§ What to work on: Copy the entries starting at the line that contains "One point marks each instance of the man's outstretched" and ending at the line that contains "x=486, y=432". Put "stony beach" in place of "pebble beach" and change nothing else.

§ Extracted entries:
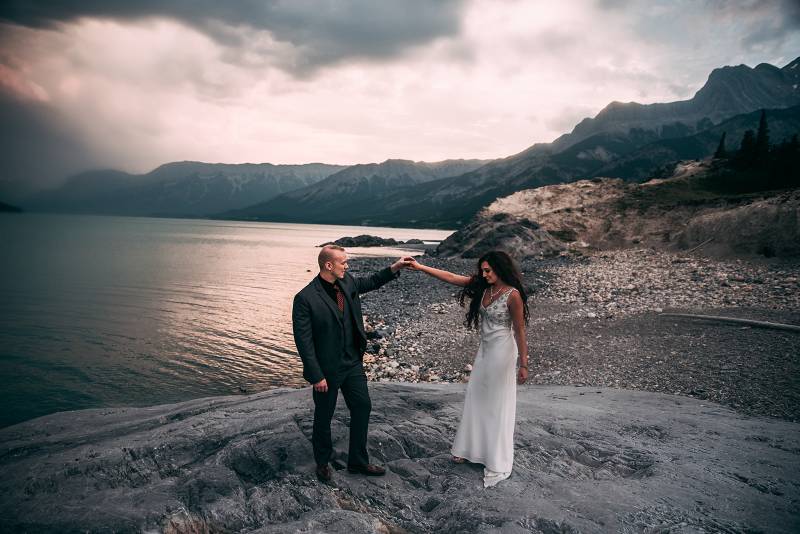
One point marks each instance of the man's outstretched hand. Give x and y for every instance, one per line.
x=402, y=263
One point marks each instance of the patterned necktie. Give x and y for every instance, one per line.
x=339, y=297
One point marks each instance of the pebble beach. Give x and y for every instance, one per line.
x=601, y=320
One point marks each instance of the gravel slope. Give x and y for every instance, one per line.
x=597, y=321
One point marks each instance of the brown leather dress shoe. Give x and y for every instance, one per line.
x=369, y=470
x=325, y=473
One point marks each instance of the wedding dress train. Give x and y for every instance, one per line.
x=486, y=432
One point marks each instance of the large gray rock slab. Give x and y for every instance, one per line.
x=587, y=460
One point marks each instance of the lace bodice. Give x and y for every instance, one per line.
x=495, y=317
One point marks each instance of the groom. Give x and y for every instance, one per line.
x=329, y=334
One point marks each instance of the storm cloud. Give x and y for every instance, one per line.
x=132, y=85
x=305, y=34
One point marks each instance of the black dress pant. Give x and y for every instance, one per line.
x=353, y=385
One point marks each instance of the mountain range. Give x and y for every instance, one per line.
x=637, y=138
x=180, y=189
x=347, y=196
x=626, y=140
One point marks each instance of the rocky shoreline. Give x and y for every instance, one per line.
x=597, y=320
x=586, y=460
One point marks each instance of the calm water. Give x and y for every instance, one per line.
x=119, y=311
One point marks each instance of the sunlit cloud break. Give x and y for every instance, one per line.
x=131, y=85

---

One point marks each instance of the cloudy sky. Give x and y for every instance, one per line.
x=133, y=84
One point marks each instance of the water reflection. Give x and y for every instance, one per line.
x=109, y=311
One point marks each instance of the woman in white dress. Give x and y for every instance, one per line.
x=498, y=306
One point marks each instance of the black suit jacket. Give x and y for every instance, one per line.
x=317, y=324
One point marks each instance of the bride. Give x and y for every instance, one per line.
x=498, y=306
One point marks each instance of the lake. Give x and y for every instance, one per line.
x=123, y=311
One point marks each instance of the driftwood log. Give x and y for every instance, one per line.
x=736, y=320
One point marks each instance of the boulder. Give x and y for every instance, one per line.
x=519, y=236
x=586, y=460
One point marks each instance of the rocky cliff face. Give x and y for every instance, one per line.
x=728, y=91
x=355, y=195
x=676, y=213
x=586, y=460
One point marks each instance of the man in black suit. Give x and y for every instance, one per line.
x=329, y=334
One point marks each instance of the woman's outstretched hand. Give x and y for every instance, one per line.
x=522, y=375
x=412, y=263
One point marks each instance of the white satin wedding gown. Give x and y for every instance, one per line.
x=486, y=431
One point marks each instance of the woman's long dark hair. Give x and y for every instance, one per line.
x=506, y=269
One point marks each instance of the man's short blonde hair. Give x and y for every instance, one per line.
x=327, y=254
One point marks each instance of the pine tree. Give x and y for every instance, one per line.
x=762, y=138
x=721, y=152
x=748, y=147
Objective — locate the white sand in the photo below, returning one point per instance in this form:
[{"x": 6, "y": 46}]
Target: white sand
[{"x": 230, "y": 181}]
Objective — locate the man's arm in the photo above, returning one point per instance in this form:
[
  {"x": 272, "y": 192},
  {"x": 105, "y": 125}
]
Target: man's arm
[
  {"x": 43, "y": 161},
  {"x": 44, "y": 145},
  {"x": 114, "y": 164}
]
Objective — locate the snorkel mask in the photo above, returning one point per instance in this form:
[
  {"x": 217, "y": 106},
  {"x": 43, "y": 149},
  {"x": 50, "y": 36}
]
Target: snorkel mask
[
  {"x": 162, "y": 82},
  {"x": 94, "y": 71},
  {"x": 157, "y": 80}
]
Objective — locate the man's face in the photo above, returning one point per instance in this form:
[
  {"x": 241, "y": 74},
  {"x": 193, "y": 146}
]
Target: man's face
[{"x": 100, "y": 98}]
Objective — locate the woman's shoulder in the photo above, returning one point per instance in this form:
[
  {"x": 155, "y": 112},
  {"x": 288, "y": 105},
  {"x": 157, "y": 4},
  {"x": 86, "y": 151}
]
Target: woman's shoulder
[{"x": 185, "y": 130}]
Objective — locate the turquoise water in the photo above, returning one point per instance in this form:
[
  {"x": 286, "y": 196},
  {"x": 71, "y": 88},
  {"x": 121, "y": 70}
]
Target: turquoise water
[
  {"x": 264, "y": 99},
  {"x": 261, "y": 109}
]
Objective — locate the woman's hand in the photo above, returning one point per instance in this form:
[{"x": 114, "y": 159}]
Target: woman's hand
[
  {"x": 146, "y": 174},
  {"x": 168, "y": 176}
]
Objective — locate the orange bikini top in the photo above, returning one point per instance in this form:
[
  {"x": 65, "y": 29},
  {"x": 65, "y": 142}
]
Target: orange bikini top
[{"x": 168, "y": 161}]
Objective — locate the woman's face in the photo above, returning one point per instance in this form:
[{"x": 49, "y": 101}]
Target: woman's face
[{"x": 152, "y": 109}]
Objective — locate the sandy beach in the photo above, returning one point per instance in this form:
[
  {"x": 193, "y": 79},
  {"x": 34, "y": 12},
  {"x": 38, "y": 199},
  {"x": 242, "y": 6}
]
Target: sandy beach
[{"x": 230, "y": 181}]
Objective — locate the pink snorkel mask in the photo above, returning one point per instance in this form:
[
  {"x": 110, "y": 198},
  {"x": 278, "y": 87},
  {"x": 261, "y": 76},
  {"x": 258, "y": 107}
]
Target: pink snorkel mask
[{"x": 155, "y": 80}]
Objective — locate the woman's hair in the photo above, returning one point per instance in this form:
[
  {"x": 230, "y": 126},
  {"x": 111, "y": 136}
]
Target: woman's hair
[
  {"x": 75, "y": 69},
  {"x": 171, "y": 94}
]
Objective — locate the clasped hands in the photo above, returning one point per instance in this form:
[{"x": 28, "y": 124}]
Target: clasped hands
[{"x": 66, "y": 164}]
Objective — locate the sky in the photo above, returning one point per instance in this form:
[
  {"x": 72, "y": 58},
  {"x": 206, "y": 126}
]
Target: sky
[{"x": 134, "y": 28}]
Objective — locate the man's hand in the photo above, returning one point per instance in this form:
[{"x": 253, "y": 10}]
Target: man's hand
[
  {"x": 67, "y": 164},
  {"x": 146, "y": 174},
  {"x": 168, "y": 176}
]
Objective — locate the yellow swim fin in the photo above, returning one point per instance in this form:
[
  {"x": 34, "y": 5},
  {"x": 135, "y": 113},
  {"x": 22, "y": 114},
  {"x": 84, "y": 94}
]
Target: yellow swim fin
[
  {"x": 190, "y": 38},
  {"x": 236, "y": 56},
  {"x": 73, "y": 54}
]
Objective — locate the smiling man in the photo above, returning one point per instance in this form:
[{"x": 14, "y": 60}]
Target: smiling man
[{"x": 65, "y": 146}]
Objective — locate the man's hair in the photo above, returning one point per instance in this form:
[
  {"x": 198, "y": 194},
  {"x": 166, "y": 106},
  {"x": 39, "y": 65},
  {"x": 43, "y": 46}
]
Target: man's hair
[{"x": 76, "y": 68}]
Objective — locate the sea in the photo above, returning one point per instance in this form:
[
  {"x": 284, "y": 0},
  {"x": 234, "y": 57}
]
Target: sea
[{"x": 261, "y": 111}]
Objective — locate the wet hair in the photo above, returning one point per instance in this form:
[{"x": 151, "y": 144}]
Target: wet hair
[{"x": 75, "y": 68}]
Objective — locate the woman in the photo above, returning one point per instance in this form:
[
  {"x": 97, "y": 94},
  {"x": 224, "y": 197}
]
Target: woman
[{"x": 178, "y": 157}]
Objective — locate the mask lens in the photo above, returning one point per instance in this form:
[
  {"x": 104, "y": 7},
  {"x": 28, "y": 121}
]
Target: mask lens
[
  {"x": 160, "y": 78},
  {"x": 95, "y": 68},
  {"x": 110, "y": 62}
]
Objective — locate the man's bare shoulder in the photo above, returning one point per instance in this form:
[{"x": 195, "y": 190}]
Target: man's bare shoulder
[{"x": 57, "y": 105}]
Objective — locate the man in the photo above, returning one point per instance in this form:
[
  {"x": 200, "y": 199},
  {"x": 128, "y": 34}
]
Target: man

§ Answer to this problem:
One point marks each instance of the man's outstretched hand. Give x and y for every instance, one per line.
x=402, y=263
One point marks each instance of the patterned necktie. Give x and y for every instance, one per line.
x=339, y=297
One point marks each instance of the stony beach. Give x and y for every instance, one per line.
x=601, y=320
One point marks each instance of the gravel slope. Give x and y for every instance, one per line.
x=597, y=321
One point marks each instance of the brown leather dress shoe. Give x and y for every instance, one per line.
x=369, y=470
x=325, y=473
One point marks each instance of the wedding dress train. Give x and y for every instance, one per line.
x=486, y=432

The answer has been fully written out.